=== Section Start ===

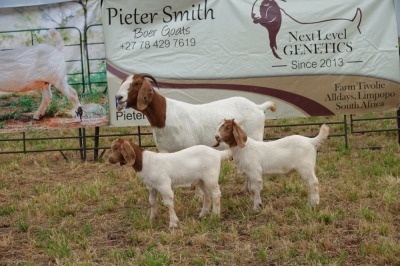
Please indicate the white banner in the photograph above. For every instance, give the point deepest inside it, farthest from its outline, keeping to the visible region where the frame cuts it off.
(311, 57)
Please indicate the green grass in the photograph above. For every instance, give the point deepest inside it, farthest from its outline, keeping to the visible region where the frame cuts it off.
(54, 211)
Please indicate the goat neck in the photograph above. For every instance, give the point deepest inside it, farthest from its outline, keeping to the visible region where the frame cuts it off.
(138, 165)
(156, 111)
(232, 134)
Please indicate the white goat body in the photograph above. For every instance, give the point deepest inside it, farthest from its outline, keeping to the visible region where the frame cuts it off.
(178, 125)
(188, 124)
(256, 158)
(37, 67)
(198, 165)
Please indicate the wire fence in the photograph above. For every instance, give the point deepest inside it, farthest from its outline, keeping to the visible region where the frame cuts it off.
(98, 140)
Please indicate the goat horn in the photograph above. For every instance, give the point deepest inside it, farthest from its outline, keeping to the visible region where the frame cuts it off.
(145, 75)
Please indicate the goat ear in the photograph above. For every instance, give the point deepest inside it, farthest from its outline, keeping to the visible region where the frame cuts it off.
(128, 153)
(145, 95)
(239, 135)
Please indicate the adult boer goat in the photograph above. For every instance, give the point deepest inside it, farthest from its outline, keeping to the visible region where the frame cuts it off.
(37, 67)
(178, 125)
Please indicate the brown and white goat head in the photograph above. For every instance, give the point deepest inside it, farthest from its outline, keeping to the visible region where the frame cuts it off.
(231, 133)
(123, 151)
(136, 92)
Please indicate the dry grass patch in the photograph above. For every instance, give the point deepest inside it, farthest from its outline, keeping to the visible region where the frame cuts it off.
(94, 213)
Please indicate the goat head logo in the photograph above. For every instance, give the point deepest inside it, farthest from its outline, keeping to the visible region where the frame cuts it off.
(270, 17)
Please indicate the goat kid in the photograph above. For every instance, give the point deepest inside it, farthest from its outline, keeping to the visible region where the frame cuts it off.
(256, 158)
(178, 125)
(198, 165)
(37, 67)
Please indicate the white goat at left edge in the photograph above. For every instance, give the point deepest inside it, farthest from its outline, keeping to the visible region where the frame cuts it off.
(37, 67)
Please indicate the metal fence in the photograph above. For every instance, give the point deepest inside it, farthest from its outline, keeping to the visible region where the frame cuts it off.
(91, 139)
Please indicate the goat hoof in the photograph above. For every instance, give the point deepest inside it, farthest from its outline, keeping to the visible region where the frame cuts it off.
(173, 225)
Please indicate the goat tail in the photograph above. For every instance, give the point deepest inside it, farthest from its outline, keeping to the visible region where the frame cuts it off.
(267, 105)
(226, 154)
(322, 135)
(55, 35)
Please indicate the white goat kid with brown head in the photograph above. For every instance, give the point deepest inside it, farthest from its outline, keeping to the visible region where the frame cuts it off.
(256, 158)
(198, 165)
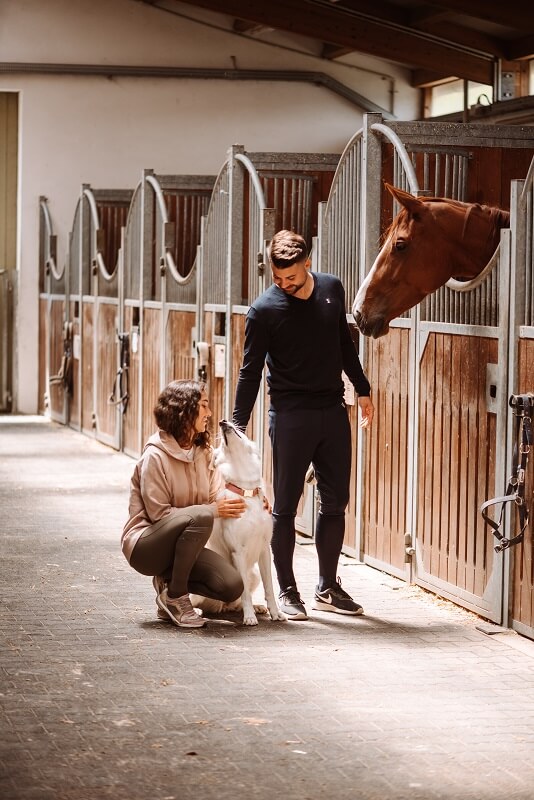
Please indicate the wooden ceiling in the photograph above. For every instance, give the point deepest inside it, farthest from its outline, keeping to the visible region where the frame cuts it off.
(437, 40)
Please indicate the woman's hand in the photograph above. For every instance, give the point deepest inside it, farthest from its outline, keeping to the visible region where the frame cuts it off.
(228, 507)
(367, 411)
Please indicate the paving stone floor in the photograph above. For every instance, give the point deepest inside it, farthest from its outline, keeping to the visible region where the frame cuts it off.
(99, 699)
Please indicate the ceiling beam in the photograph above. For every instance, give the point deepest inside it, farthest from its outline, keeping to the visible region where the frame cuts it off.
(520, 48)
(467, 37)
(336, 26)
(513, 14)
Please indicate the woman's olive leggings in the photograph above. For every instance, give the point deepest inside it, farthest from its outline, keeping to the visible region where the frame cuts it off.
(174, 547)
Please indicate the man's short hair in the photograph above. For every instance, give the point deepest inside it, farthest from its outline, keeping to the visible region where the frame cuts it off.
(287, 247)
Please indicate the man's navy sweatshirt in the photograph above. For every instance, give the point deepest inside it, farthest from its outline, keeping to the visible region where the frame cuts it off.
(306, 345)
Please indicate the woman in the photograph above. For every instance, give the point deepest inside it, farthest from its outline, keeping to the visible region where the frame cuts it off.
(173, 502)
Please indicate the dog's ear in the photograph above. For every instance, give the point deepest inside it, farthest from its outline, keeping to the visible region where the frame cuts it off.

=== Section End ===

## [TRY IT]
What is needed is the whole listing again, exactly as written, with the images left out.

## [TASK RESPONSE]
Please indicate the white banner in the photograph above. For every instance, give the point deepest inside it, farthest from its outline, keeping to the visible region where the frame cuts it off.
(311, 57)
Please indicate the green grass in the photograph above. For every instance, give the point deepest inside it, farthest from its outline, keeping to the visible region where the frame cuts it off.
(54, 211)
Please indicate the goat neck in the photograph above. For every instance, give the point deepest inside it, farthest from its outline, keeping to the visible region where the frame cuts it off.
(138, 165)
(156, 111)
(232, 134)
Please indicate the white goat body in the photograph above. For every instance, give the point deepest inside it, farthest from its outline, keeping to the visible region where the frame cuts it off.
(178, 125)
(188, 124)
(256, 158)
(37, 67)
(198, 165)
Please indicate the wire fence in the photograph above. For every instance, give the point deepest inside it, farthest from its outline, keeping to the visible region where the frame cuts it off.
(98, 140)
Please indicate the goat horn in the photograph above. For every instance, give the point deepest inside it, farthest from its outline, keeping to the visible region where the frame cuts it off.
(145, 75)
Please indicate the goat ear in the photograph above. For every instance, give the point deepest inside it, farthest from its outline, keeping to the visible region where the frame cuts it off.
(128, 153)
(145, 95)
(239, 135)
Please indicate the adult boer goat in the photograph above. For every instance, give the point deepest inside it, farthest from its outline, keeping to the visible region where the frame cuts it off.
(37, 67)
(178, 125)
Please indicate the brown and white goat head in the photograph above. For every instance, give the point deepest inside it, farthest from its outline, keeping to the visible region where the frame cuts it off.
(231, 133)
(123, 151)
(136, 92)
Please indicate the dry grass patch in the photograph above. For every instance, give the point deepest inside it, farthest from its outline, keeping to the visible region where the frame cuts it off.
(94, 213)
Please indicate the goat head logo in the photograph above. For every instance, give the point deepest inside it, farthest from its outline, keeping to the visible region where the frame cuts it off.
(270, 17)
Please indicate the goat kid in the photograph above. For every instance, give the point deepest inside it, farthest from its outline, keeping to the visible region where the frame cuts it off.
(256, 158)
(178, 125)
(198, 165)
(37, 67)
Please indicate the white goat at left edge in the photograph above. For every instance, give the point deepest inside it, farthest from its outline, keeping to the visible region where the frame cuts it off.
(37, 67)
Please indicate the metal fence in the photograph above. For every instance, give the point deepest inside it, farthest from its outline, keeping to the visible region where the frame cuts it off.
(91, 139)
Please indicate the goat hoof in the photograph above. For every instance, give the point deepest inside it, farthest from its outline, keeping to the visible region where the frame cuts it off.
(173, 225)
Please indicate the goat tail in the photograph above. For every instance, give the point deepest inside it, farthest from its outline, keeping to the visible region where the frame cuts it off.
(267, 105)
(226, 154)
(322, 135)
(55, 35)
Please indicate the white goat kid with brown head in the photograph above. For every instance, give the point deepest inside it, farthest from its outline, keeping to the visible region where the frame cuts it off.
(256, 158)
(198, 165)
Please indicate the wooden ceiling in the photograph above. For every instance, give the point deepest inside it, farthest from its outline, keeping to the visible region where the frame cuts it off.
(437, 40)
Please indicate the woman's hand in the photograph above. For every instance, give the point deepest inside it, farthest from its outline, keeping to the visible region where the frame cuts it off.
(228, 507)
(367, 411)
Please indicate the paving stone floor in the photograph above. For every instance, give the point deepest inside it, farthest from its outline, keeping to the visible region where the frame cuts it off.
(99, 699)
Please indicate the ceiling beam in the photograph above. For every instance, give the point deepest inside it, farthest from its outline, keeping to the visible region where the frame cuts it off.
(520, 48)
(467, 37)
(336, 26)
(513, 14)
Please indicate the woman's olive leggings in the photograph above. For every instance, give the point deepest inside it, farthest from its outline, keeping to the visible region where the frame cuts it off.
(174, 547)
Please indicate the man's short hair in the photograph above. For every instance, give the point deepest inside it, farthest from its outline, keeping to the visible region where the frame cuts it off.
(287, 247)
Please indicate the man's navy sweatshirt in the photograph above. For every instance, give the point deepest inside it, farthest from its outline, keeping to the visible region where the frame cuts it off.
(306, 345)
Please indicate the woman in the photograph above. For every instance, give the point deepest inside it, farthest from its outline, keeping to the visible region where the frame cuts it off.
(173, 502)
Please indicate the dog's ear in the photograph above. For every instance, give the point deepest inside it, farthest from its outline, keeping to the visible region where the frame cuts it off.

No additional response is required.